--- start Input data ---

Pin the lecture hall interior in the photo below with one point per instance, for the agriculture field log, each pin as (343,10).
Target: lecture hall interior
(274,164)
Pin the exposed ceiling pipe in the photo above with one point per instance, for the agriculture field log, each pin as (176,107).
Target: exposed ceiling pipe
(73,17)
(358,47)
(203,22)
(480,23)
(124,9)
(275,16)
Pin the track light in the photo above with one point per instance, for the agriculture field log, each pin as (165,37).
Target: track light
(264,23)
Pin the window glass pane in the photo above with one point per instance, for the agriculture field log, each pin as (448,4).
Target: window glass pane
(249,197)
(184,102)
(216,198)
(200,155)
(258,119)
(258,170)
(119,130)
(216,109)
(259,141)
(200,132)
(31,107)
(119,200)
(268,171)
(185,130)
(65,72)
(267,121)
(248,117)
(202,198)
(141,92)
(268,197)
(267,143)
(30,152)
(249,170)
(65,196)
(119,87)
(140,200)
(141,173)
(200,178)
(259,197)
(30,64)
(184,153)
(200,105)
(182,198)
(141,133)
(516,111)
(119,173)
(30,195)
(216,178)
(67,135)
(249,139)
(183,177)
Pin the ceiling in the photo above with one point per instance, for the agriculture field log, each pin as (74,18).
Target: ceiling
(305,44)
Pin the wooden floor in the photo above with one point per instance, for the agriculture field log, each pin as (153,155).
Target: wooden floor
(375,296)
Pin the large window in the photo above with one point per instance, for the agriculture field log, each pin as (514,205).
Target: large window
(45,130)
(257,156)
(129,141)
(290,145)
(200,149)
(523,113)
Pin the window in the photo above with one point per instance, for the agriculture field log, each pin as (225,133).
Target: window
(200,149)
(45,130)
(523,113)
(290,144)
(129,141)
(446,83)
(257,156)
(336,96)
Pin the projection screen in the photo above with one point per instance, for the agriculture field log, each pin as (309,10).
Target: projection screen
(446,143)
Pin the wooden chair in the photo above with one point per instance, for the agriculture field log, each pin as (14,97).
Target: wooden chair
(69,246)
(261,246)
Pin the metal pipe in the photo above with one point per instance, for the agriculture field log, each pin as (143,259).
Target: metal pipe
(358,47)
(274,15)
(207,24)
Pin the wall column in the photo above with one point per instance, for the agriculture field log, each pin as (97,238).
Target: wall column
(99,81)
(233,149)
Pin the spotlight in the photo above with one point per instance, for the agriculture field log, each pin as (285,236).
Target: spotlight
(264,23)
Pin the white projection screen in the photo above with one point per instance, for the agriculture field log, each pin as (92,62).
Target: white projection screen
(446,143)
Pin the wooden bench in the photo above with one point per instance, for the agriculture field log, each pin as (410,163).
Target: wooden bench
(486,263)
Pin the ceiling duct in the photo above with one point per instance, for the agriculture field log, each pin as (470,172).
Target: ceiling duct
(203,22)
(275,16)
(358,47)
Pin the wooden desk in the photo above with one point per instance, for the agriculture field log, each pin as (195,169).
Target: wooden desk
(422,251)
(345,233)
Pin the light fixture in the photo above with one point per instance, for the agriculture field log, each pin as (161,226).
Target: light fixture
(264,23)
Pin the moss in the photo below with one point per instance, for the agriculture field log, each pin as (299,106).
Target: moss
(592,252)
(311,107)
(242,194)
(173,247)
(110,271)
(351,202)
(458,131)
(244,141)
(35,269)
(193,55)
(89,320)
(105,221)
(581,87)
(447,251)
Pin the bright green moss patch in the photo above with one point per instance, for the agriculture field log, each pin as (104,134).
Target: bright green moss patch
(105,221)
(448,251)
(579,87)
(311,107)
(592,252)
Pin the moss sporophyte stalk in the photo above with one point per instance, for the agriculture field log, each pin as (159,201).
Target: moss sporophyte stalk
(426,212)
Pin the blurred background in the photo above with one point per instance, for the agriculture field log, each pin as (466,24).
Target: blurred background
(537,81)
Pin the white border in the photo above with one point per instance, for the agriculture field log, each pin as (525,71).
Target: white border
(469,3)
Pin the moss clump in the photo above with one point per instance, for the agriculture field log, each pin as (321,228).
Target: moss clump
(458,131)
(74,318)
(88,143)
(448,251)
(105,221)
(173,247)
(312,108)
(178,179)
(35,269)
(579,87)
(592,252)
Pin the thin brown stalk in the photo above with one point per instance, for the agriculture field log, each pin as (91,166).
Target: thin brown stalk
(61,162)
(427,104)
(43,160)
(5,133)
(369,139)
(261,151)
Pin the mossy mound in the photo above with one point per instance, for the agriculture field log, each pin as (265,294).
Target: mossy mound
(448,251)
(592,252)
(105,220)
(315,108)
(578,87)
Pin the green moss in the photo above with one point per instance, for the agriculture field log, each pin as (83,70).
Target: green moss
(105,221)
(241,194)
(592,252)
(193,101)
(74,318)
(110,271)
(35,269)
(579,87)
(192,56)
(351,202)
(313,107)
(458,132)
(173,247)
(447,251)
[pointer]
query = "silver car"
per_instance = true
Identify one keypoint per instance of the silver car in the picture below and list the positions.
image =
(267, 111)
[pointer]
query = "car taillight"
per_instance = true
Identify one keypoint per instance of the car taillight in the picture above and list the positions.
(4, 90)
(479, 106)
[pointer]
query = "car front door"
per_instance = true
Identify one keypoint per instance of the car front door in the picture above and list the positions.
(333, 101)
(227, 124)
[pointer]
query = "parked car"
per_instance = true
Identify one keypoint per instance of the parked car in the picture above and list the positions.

--- end Input data ---

The task
Turn every line of the data above into a numbered list, leaving out any blank lines.

Worked answer
1. Pin the lecture hall interior in the photo below with one point per instance, for the agriculture field log, each pin as (343,10).
2. Target: lecture hall interior
3. (274,164)
4. Pin the exposed ceiling pipe in the photo above with one point per instance, for the agriculture field log, each pin as (176,107).
5. Target: exposed ceiling pipe
6. (73,17)
7. (358,47)
8. (203,22)
9. (480,23)
10. (124,9)
11. (275,16)
12. Pin the track light in the photo above with one point per instance, for the agriculture field log, each pin as (165,37).
13. Target: track light
14. (264,23)
15. Pin the window glass pane in the photo above with one point per instance, for the agriculture field log, each pin as (448,4).
16. Target: window glass pane
17. (249,197)
18. (184,102)
19. (216,198)
20. (200,155)
21. (258,119)
22. (258,170)
23. (119,130)
24. (216,109)
25. (259,141)
26. (200,132)
27. (31,107)
28. (119,200)
29. (268,171)
30. (185,130)
31. (65,72)
32. (267,121)
33. (248,117)
34. (202,198)
35. (141,92)
36. (268,197)
37. (267,143)
38. (30,152)
39. (249,170)
40. (65,196)
41. (119,87)
42. (140,200)
43. (141,173)
44. (200,178)
45. (259,197)
46. (30,64)
47. (184,153)
48. (200,105)
49. (182,198)
50. (141,133)
51. (516,111)
52. (119,173)
53. (30,195)
54. (216,178)
55. (67,135)
56. (249,139)
57. (183,177)
58. Pin the ceiling in the photo above with one point per instance, for the agriculture field log, each pin as (74,18).
59. Target: ceiling
60. (305,44)
61. Pin the wooden floor in the photo above with one point per instance, for the agriculture field log, each pin as (153,155).
62. Target: wooden floor
63. (375,296)
64. Pin the large window in the photo above with one point per instance, for the agriculture field log, each pin as (514,205).
65. Target: large window
66. (45,130)
67. (257,156)
68. (129,141)
69. (290,145)
70. (200,149)
71. (523,113)
72. Pin the window in the photo above with one point per instance, for the agriculture field log, each pin as (225,133).
73. Target: window
74. (200,149)
75. (45,130)
76. (523,113)
77. (290,144)
78. (129,141)
79. (446,83)
80. (257,156)
81. (336,96)
82. Pin the projection screen in the photo above with one point per instance, for the agriculture field log, each pin as (309,10).
83. Target: projection screen
84. (446,143)
85. Pin the wooden chair in the photo above with one point per instance, for the agriculture field log, each pin as (14,97).
86. Target: wooden chair
87. (69,246)
88. (261,246)
89. Pin the metal pipe in the photo above with one point per instance, for the agriculture field log, each pin as (143,259).
90. Target: metal pipe
91. (358,47)
92. (274,15)
93. (207,24)
94. Pin the wall column in the photo above with one point per instance, for the agriculture field log, each pin as (97,238).
95. Target: wall column
96. (99,81)
97. (233,149)
98. Pin the spotlight in the photo above with one point per instance, for the agriculture field log, each pin as (285,236).
99. Target: spotlight
100. (264,23)
101. Pin the white projection screen in the photo above with one point per instance, for the agriculture field log, each pin as (92,62).
102. Target: white projection screen
103. (446,143)
104. Pin the wooden bench in the photo above with one point per instance, for the agriculture field log, each pin as (410,163).
105. Target: wooden bench
106. (486,263)
107. Pin the ceiling duct in the photo above with one point per instance, for the agriculture field log, each pin as (470,172).
108. Target: ceiling duct
109. (203,22)
110. (275,16)
111. (358,47)
112. Pin the wooden desk in the photo above with one point per instance, for the agriculture field log, each pin as (195,169).
113. Target: wooden desk
114. (422,251)
115. (345,233)
116. Pin the light fixture in the photo above with one point per instance, for the agriculture field log, each pin as (161,226).
117. Target: light fixture
118. (264,23)
119. Pin the moss in the photo below with one point per instance, for the agriculture field log, each pin as (299,106).
120. Target: moss
121. (592,252)
122. (311,107)
123. (242,194)
124. (173,247)
125. (110,271)
126. (351,202)
127. (458,131)
128. (244,141)
129. (35,269)
130. (193,55)
131. (89,320)
132. (105,221)
133. (581,87)
134. (447,251)
135. Pin the bright green moss patch in the photo above with one point per instance, for the agriculture field log, each pin as (104,134).
136. Target: bright green moss patch
137. (105,221)
138. (448,251)
139. (579,87)
140. (311,107)
141. (592,252)
142. Pin the moss sporophyte stalk in the photo above with one point per instance, for the agriculture field log, each pin as (159,201).
143. Target: moss sporophyte stalk
144. (426,212)
145. Pin the blurred background in the photo above with one point per instance, for the agriculture field log, each pin as (466,24).
146. Target: blurred background
147. (537,81)
148. Pin the white border in the photo above with one point per instance, for the agriculture field log, each pin as (525,71).
149. Target: white border
150. (469,3)
151. Pin the moss clump in the photo above with one point per instance, for the agriculture field log, each pin as (321,228).
152. Target: moss clump
153. (458,131)
154. (74,318)
155. (88,143)
156. (448,251)
157. (105,221)
158. (173,247)
159. (312,108)
160. (178,179)
161. (35,269)
162. (579,87)
163. (592,252)
164. Pin the thin brown stalk in the photo above with one point per instance, for the agriculture field log, each pin as (91,166).
165. Target: thin brown stalk
166. (61,162)
167. (427,104)
168. (43,160)
169. (5,133)
170. (369,139)
171. (261,151)
172. Pin the mossy mound in the photo above with one point per instance, for the agriculture field log, each pin as (265,294).
173. Target: mossy mound
174. (448,251)
175. (592,252)
176. (105,220)
177. (315,108)
178. (578,87)
179. Pin the green moss in the photo above with one point per instance, for the agriculture field log, each pin as (83,70).
180. Target: green moss
181. (105,221)
182. (241,194)
183. (592,252)
184. (193,101)
185. (74,318)
186. (110,271)
187. (35,269)
188. (579,87)
189. (192,56)
190. (351,202)
191. (313,107)
192. (458,132)
193. (173,247)
194. (447,251)
195. [pointer]
196. query = "silver car"
197. per_instance = true
198. Identify one keypoint per instance of the silver car in the picture below and list the positions.
199. image =
200. (267, 111)
201. [pointer]
202. query = "car taillight"
203. per_instance = true
204. Identify one keypoint per instance of the car taillight in the picture above and list the positions.
205. (4, 90)
206. (479, 106)
207. [pointer]
208. query = "car front door"
209. per_instance = true
210. Identify one keypoint per instance of the car front door in the picture above and list the positions.
211. (333, 101)
212. (227, 124)
213. [pointer]
214. query = "parked car"
215. per_instance = true
216. Identify one keypoint per instance of the parked car in the picture above and list the positions.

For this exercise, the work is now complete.